Basquiat likewise points to the troubling implications of the LDS Church’s texts, talks, and religious reflections—exported throughout the world—that emerge largely from or through white men. She writes: “Haitian Mormons are asked to read a plethora of written texts to prepare themselves for eternal progression, written texts that are the product (externally guided or not) of privileged white men. However, they are also asked to adopt a history that is not their own, but based exclusively on the trials and tribulations of privileged white people in the United States. Consequently, this celebration of the written word renders white, Mormon text superior to the black, Haitian body.”[72] Nevertheless, despite these systemic racial problems noted by scholars, Basquiat reports that most Haitian members in the late 1990s thought of the LDS Church as “lack[ing] a history of racial discrimination.”[73]
Ironically, the fact that the LDS Church emerges from America (even white America) may be a central source of its appeal to Haitians. Basquiat quotes Haitian physician and cultural critic Frentz Large, who says that “for privileged and literate Haitians,” this is the main reason to join Mormonism: “It is the motivation: to be American, to have some part of the West here.”[74] Obviously, more ethnographic fieldwork research is required to analyze the dynamics of this process.
Conclusion: Analyzing (The Future of) LDS Growth in Haiti
There are four main Mormon membership growth periods in Haiti (see table 4):
- 1977–1989: growth explosion. The AAGR for this thirteen-year period is 65.7%, varying from a low of 15.6% to a high of 239%.
- 1990–1995: low growth. The AAGR for this six-year period is only 2.3%, ranging from a (record) low of –1.6% to a high of 4.1%. This stagnation exactly coincides with the withdrawal of US missionaries for security reasons from late 1991 to early 1996.[75]
- 1996–2002: high growth. The AAGR for this seven-year period is 12.9%, ranging from a low of 7.5% to a high of 25.6%. After the US missionaries return, growth explodes again.

◆ Challenge A:
Render this sentence from the passage on Mormon growth in Haiti in Spanish: "Obviously, more ethnographic fieldwork research is required to analyze the dynamics of this process."
◆ Challenge B:
Reproduce the passage on Mormon growth in Haiti word for word, starting at the words "Conclusion: Analyzing (The" and stopping after "high of 239%.".

◆ Stored records:
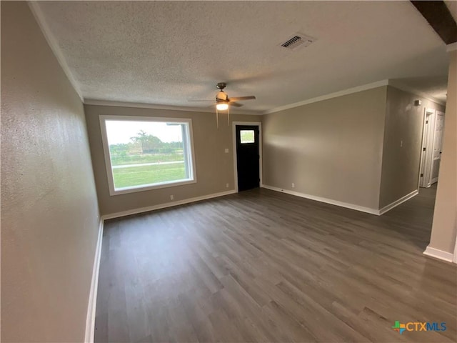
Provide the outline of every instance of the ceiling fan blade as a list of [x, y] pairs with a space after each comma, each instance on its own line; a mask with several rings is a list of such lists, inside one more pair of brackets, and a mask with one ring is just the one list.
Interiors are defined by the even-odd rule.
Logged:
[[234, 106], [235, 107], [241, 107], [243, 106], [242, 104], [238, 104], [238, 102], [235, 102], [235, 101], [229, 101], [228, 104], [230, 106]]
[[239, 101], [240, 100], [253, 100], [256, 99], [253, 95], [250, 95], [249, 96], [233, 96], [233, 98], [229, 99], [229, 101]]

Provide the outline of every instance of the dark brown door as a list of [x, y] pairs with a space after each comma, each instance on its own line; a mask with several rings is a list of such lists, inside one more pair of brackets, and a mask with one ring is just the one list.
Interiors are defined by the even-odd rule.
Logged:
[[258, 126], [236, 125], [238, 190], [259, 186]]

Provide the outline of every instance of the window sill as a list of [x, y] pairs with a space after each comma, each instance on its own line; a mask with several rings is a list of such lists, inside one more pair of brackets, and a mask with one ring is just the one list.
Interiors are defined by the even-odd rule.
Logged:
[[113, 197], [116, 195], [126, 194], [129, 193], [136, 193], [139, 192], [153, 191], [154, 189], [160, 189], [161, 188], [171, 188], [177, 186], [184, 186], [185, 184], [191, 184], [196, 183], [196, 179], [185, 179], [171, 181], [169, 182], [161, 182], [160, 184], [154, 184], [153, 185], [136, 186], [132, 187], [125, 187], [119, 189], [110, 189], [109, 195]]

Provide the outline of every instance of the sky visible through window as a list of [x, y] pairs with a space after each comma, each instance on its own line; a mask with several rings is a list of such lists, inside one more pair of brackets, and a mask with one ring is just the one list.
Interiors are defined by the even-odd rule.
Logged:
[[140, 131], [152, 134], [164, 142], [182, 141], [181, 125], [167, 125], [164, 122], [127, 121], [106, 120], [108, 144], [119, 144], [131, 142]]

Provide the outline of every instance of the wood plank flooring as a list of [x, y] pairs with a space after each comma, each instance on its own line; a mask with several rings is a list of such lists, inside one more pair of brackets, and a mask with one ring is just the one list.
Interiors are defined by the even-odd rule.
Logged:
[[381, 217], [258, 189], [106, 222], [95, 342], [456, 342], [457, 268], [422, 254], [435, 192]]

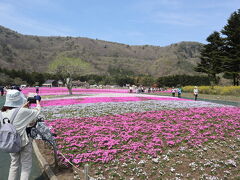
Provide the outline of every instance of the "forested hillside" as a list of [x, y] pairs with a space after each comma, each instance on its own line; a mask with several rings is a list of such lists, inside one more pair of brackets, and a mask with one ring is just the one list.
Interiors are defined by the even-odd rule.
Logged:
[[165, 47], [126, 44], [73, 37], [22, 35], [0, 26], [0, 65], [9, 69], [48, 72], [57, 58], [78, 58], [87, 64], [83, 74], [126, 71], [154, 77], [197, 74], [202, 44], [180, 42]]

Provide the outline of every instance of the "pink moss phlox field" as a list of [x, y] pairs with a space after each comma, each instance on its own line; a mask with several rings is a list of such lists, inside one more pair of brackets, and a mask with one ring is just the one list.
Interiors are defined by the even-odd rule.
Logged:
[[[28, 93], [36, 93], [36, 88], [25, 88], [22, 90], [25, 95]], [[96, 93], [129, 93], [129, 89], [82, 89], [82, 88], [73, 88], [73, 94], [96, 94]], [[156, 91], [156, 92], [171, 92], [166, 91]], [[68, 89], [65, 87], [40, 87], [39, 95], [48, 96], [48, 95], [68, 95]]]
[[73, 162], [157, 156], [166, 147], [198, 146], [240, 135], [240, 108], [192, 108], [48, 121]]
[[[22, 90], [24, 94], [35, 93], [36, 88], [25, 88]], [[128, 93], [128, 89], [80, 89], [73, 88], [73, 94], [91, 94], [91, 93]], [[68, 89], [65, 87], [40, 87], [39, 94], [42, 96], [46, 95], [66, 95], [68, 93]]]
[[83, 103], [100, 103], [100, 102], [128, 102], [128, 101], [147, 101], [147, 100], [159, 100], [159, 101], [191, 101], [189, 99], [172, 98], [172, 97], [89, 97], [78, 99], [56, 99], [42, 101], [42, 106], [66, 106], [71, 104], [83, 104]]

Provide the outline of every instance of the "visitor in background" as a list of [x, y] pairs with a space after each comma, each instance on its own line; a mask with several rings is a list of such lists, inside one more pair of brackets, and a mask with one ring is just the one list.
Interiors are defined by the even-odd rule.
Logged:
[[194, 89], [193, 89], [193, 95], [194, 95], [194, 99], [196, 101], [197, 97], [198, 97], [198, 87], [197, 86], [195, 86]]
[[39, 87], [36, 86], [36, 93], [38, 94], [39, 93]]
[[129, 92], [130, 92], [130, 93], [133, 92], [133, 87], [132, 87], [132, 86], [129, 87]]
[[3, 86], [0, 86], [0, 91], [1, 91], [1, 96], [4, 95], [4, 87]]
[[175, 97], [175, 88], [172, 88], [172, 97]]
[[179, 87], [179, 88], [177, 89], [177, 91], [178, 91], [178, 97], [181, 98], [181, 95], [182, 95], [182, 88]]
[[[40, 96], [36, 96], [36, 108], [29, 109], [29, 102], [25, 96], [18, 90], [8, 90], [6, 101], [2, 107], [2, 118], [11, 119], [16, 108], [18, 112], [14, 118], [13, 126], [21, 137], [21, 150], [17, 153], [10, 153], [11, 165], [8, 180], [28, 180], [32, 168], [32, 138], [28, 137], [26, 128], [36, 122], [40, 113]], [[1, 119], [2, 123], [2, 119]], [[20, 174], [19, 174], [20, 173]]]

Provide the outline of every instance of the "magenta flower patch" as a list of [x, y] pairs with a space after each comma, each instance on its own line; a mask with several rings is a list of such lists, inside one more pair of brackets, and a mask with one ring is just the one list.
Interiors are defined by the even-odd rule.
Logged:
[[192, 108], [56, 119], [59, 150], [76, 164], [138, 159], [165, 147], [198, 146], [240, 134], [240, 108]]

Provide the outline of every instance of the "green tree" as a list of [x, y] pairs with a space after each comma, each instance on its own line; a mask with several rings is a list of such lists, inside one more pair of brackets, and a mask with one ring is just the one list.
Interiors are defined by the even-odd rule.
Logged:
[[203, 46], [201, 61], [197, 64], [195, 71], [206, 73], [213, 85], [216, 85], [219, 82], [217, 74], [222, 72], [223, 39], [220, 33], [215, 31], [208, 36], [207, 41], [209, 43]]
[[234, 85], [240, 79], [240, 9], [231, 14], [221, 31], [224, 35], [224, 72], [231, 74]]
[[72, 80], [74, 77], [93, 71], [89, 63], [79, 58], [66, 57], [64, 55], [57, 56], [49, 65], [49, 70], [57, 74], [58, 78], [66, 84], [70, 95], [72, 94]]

◆ Full solution A:
Obviamente, se requiere más investigación etnográfica de campo para analizar la dinámica de este proceso.

◆ Full solution B:
Conclusion: Analyzing (The Future of) LDS Growth in Haiti
There are four main Mormon membership growth periods in Haiti (see table 4):
- 1977–1989: growth explosion. The AAGR for this thirteen-year period is 65.7%, varying from a low of 15.6% to a high of 239%.